--- Fragmento extraído ---

10 razones contra las publicaciones académicas



10 argumentos en contra del sistema de dictaminación por pares (peer-review) para la publicación académica


Mieke Bal (Países Bajos, 1946) es una reconocida teórica de la literatura, historiadora del arte y de la cultura. Con más de 35 libros publicados, actualmente es profesora emérita de la cátedra de Teoría literaria de la Universidad de Ámsterdam y fundadora de la ASCA (Amsterdam School of Cultural Analysis). Escribió un breve comentario titulado “Let’s Abolish the Peer-Review System[1] (“Vamos a abolir el sistema de dictaminación por pares”) en donde la académica enlista diez argumentos en contra de dicho sistema. En esta entrada traduzco al español y resumo estos argumentos.

---

### Tarea asignada
Cita, por favor, del texto sobre la dictaminación por pares todo lo que va desde "10 razones contra" hasta "resumo estos argumentos.".

--- Datos extraídos ---

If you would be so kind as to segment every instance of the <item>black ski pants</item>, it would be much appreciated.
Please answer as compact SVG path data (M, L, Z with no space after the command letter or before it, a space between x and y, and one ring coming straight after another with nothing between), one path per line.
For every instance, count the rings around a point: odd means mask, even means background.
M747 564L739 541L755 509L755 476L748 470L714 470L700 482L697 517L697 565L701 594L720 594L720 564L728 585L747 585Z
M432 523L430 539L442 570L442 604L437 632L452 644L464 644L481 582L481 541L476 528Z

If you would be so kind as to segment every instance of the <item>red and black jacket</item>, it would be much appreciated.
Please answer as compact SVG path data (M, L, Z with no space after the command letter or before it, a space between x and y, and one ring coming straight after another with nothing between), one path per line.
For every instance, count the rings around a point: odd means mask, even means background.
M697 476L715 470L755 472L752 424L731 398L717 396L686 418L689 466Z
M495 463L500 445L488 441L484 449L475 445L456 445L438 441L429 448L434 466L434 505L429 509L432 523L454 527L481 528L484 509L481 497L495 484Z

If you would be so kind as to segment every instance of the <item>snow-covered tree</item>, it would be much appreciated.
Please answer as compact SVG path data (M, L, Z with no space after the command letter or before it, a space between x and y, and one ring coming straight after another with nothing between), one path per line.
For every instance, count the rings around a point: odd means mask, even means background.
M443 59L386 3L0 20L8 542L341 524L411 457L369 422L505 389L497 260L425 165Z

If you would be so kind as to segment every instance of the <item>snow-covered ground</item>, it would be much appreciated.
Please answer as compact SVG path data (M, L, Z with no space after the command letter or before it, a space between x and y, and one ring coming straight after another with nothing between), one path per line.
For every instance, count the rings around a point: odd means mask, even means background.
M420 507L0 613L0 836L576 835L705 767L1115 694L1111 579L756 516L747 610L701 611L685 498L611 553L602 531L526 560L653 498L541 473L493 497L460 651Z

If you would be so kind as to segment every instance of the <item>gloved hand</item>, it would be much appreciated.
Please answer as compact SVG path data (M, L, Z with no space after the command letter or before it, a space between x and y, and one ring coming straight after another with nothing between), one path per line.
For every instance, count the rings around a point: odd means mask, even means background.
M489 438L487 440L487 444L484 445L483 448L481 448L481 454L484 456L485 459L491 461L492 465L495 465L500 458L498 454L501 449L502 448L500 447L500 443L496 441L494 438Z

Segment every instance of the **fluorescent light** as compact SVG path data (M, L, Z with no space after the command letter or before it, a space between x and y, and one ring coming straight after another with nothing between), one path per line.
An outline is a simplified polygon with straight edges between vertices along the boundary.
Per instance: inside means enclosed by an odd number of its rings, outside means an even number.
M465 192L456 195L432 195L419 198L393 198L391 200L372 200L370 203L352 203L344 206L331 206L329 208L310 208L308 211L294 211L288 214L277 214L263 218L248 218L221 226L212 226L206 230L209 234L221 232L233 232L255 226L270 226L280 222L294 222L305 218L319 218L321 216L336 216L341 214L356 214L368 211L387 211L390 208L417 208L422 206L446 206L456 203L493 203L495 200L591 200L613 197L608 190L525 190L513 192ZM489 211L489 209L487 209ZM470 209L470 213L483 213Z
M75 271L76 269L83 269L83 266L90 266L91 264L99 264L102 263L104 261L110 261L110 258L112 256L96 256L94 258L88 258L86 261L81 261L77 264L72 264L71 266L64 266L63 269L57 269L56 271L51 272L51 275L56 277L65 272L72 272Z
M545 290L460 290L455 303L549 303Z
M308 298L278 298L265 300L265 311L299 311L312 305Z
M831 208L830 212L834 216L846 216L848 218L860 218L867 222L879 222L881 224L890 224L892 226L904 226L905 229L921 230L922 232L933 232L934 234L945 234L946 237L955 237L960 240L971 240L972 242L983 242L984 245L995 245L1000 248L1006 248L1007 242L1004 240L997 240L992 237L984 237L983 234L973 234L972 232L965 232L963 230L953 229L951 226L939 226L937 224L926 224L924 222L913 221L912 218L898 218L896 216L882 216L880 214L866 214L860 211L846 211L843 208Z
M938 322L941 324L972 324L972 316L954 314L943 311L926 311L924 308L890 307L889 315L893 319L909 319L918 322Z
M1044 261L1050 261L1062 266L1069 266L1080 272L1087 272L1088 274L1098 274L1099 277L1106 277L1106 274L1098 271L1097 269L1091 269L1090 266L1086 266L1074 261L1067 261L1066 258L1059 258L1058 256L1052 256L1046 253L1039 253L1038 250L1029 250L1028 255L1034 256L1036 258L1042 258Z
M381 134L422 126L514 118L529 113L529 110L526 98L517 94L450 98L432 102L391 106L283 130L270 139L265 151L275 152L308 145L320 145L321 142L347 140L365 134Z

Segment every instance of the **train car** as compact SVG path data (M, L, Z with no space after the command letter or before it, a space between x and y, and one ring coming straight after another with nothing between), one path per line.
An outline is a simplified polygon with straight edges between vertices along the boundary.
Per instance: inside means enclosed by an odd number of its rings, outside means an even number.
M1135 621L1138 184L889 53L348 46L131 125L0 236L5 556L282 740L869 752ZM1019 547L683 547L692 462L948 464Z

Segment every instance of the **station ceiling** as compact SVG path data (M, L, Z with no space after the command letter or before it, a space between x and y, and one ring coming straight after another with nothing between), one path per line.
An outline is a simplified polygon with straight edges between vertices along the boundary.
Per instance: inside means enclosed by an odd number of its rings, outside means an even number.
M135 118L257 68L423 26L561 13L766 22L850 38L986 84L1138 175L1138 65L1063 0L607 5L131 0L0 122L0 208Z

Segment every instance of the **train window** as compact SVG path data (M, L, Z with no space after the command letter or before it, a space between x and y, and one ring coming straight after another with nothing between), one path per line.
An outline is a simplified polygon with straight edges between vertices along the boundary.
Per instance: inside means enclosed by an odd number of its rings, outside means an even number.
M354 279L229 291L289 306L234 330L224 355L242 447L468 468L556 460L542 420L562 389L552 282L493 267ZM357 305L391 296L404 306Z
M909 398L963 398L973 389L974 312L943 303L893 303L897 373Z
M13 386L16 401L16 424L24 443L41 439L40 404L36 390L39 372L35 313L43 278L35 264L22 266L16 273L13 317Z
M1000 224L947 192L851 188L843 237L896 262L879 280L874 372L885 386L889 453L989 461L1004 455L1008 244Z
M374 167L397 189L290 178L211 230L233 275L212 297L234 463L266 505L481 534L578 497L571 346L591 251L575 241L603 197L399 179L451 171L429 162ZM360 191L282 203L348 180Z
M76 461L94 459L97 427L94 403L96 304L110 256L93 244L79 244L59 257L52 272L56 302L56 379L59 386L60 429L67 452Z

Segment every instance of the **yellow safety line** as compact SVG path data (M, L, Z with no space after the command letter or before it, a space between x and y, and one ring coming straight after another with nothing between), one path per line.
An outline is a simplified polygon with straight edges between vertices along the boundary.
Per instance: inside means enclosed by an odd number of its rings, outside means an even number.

---

### Respuesta redactada
10 razones contra las publicaciones académicas



10 argumentos en contra del sistema de dictaminación por pares (peer-review) para la publicación académica


Mieke Bal (Países Bajos, 1946) es una reconocida teórica de la literatura, historiadora del arte y de la cultura. Con más de 35 libros publicados, actualmente es profesora emérita de la cátedra de Teoría literaria de la Universidad de Ámsterdam y fundadora de la ASCA (Amsterdam School of Cultural Analysis). Escribió un breve comentario titulado “Let’s Abolish the Peer-Review System[1] (“Vamos a abolir el sistema de dictaminación por pares”) en donde la académica enlista diez argumentos en contra de dicho sistema. En esta entrada traduzco al español y resumo estos argumentos.